Your instructions: All lines from the one with "For each instance of the tall" to the end need to be copied exactly, with nothing before them.

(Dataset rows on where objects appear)
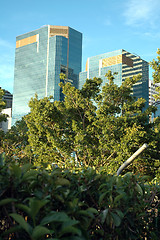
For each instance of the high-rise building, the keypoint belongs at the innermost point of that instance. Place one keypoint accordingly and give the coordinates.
(40, 57)
(6, 125)
(123, 63)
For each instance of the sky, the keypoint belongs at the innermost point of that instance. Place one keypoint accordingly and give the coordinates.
(106, 25)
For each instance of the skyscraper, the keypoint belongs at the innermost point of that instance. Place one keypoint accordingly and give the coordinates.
(125, 64)
(40, 57)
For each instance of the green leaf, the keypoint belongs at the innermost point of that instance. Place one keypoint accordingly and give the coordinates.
(117, 198)
(29, 175)
(7, 200)
(116, 219)
(18, 218)
(62, 181)
(92, 210)
(16, 170)
(72, 230)
(102, 197)
(139, 189)
(55, 217)
(39, 231)
(24, 207)
(12, 230)
(35, 205)
(104, 215)
(120, 214)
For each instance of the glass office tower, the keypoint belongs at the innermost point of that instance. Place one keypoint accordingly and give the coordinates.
(125, 64)
(40, 57)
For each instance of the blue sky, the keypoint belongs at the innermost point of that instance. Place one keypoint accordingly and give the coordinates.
(107, 25)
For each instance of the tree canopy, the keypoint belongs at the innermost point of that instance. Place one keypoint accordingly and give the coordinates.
(94, 126)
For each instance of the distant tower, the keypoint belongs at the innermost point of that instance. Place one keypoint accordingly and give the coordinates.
(125, 64)
(40, 57)
(5, 126)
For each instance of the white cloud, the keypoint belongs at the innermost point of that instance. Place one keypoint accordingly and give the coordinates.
(6, 44)
(139, 12)
(6, 65)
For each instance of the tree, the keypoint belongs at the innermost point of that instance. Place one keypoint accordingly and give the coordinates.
(2, 116)
(15, 143)
(99, 128)
(155, 64)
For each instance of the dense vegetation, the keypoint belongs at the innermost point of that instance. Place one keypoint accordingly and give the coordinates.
(60, 204)
(58, 166)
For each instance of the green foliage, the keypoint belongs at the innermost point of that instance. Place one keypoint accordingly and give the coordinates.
(155, 64)
(15, 143)
(3, 117)
(59, 204)
(93, 128)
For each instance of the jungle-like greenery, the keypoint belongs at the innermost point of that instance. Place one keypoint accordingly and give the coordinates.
(58, 166)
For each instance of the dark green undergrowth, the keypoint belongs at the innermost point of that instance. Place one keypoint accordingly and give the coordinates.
(61, 204)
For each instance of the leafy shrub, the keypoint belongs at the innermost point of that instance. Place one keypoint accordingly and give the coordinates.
(59, 204)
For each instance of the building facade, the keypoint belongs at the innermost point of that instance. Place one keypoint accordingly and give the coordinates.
(40, 57)
(123, 63)
(152, 101)
(6, 125)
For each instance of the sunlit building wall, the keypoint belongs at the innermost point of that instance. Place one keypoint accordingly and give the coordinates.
(40, 57)
(125, 64)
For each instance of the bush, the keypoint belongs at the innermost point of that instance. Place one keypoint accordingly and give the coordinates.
(59, 204)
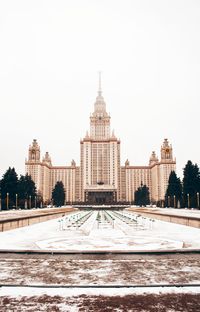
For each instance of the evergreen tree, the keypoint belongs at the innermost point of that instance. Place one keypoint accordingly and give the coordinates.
(58, 194)
(173, 196)
(191, 184)
(142, 196)
(9, 185)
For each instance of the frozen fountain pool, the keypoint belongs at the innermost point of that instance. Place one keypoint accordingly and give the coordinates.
(98, 230)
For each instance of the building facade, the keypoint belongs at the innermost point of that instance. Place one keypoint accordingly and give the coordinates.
(100, 178)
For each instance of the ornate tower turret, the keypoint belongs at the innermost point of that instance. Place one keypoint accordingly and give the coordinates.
(34, 152)
(166, 151)
(153, 159)
(47, 159)
(100, 120)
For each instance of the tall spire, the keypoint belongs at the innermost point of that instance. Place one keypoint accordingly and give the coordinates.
(99, 91)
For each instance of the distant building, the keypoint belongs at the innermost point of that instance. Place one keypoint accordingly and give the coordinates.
(100, 178)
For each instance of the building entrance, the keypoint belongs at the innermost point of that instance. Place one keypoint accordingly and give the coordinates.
(100, 198)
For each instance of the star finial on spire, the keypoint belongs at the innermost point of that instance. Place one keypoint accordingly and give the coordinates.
(99, 91)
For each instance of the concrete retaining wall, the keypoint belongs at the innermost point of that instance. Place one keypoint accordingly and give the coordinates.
(184, 220)
(10, 224)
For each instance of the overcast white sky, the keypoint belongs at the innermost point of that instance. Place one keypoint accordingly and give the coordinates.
(50, 55)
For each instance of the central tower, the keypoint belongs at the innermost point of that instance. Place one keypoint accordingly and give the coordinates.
(100, 158)
(100, 120)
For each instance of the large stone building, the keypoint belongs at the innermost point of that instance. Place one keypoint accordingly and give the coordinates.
(100, 178)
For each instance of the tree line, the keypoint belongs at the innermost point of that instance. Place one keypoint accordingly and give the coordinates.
(20, 192)
(184, 193)
(17, 192)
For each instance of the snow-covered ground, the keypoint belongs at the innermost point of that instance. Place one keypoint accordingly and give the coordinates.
(101, 300)
(101, 231)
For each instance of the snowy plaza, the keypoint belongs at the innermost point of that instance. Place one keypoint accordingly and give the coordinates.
(93, 230)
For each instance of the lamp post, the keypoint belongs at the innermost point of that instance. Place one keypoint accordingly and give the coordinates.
(188, 197)
(174, 201)
(30, 202)
(7, 201)
(198, 200)
(168, 201)
(16, 202)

The completed task:
For each instance of the tall spire, the keypoint belongs at the innermost point of that instance. Place one keypoint accordingly and give the coordinates.
(99, 91)
For each instance of the distant building, the keypoint belongs at the innermost point of that instance. Place one keypoint accordingly and give the coordinates.
(100, 178)
For each instance of the building entrance, the keypoint belongs at the innermost point of that instance. Place one keypoint accordingly and give the coordinates.
(100, 198)
For each instance of the star finial on spire, the keypoint belongs at the innermost point of that instance. Place one keypoint accordingly and give the coordinates.
(99, 91)
For each instance of the concrete retaining wall, the keypoint belongs at the innermost point of that instance. Place one keypoint accordingly and give the coordinates.
(184, 220)
(10, 224)
For each instance of the overcast white sky, the keypoint belongs at the innermost point of that instance. Place one keypoint accordingly and give the coordinates.
(50, 55)
For each instance of the central tower, the keypoint belongs at the innermost point of that instance. Place one keypoint accordingly and give the coordinates.
(100, 158)
(100, 120)
For each instance of the large stone building, the keypoint belongs at the innermost point of that instance. Place one keypoint accordingly and give the coordinates.
(100, 178)
For each instance of the tree line, the keypoint belongs at the innermost point of that instance. Place one keypoint accordingly and give the coordinates.
(20, 192)
(184, 193)
(17, 192)
For each instance of the snow-covered ground, the keypoint belongs at the innermost point of that instance. Place one keypoint accordingly and give the coordinates.
(101, 300)
(101, 231)
For each instance of the snowy plaza, the keypoint belongs at the innermost point of that instance. Place one keypoint accordingly and give the coordinates.
(93, 230)
For each instance of the lamp post, the keypoint belongs at the innermost point of that instance. Place one keypoint accordingly and give the coordinates.
(188, 197)
(174, 201)
(30, 202)
(7, 201)
(198, 200)
(168, 201)
(16, 202)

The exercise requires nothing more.